*** Data extracts ***

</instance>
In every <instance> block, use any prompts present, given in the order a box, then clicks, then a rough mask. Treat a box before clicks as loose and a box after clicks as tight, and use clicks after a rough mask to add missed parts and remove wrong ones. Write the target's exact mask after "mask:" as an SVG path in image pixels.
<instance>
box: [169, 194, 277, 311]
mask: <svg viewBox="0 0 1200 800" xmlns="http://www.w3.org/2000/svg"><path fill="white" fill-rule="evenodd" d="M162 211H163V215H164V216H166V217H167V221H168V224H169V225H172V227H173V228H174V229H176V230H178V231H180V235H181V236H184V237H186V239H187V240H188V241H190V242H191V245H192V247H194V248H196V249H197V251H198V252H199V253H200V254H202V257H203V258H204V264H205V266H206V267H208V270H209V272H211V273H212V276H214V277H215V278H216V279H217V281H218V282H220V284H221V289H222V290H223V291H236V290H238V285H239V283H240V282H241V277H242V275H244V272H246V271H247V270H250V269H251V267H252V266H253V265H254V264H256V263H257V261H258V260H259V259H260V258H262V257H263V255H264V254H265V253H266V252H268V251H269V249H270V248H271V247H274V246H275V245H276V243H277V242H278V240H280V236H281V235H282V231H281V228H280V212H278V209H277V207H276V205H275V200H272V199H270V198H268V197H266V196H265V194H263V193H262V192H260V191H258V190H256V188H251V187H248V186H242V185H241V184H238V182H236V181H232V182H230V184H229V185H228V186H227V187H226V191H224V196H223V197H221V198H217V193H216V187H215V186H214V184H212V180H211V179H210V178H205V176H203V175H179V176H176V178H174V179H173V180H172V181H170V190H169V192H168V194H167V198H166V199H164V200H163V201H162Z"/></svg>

*** End of Data extracts ***

*Problem to solve*:
Restate each line of the records above without any deviation.

*Answer space*:
</instance>
In every <instance> block, use any prompts present, given in the order a box, then clicks, then a rough mask. Treat a box before clicks as loose and a box after clicks as tight, and use clicks after a rough mask to add missed parts and remove wrong ones. Write the target's exact mask after "mask:" as an SVG path in image pixels.
<instance>
box: [169, 194, 277, 311]
mask: <svg viewBox="0 0 1200 800" xmlns="http://www.w3.org/2000/svg"><path fill="white" fill-rule="evenodd" d="M162 211H163V215H164V216H166V217H167V221H168V224H169V225H172V227H173V228H174V229H176V230H178V231H180V235H181V236H184V237H186V239H187V240H188V241H190V242H191V245H192V247H194V248H196V249H197V251H198V252H199V253H200V254H202V257H203V258H204V264H205V266H206V267H208V270H209V272H211V273H212V276H214V277H215V278H216V279H217V281H218V282H220V284H221V289H222V290H223V291H236V290H238V285H239V283H240V282H241V277H242V275H244V272H246V271H247V270H250V269H251V267H252V266H253V265H254V264H256V263H257V261H258V260H259V259H260V258H262V257H263V255H264V254H265V253H266V252H268V251H269V249H270V248H271V247H274V246H275V245H276V243H277V242H278V240H280V236H281V235H282V231H281V228H280V212H278V209H277V207H276V205H275V200H272V199H270V198H268V197H266V196H265V194H263V193H262V192H260V191H258V190H256V188H251V187H248V186H242V185H241V184H238V182H236V181H232V182H230V184H229V185H228V186H227V187H226V191H224V196H223V197H221V198H217V193H216V187H215V186H214V184H212V180H211V179H210V178H205V176H203V175H179V176H176V178H174V179H173V180H172V181H170V190H169V192H168V194H167V198H166V199H164V200H163V201H162Z"/></svg>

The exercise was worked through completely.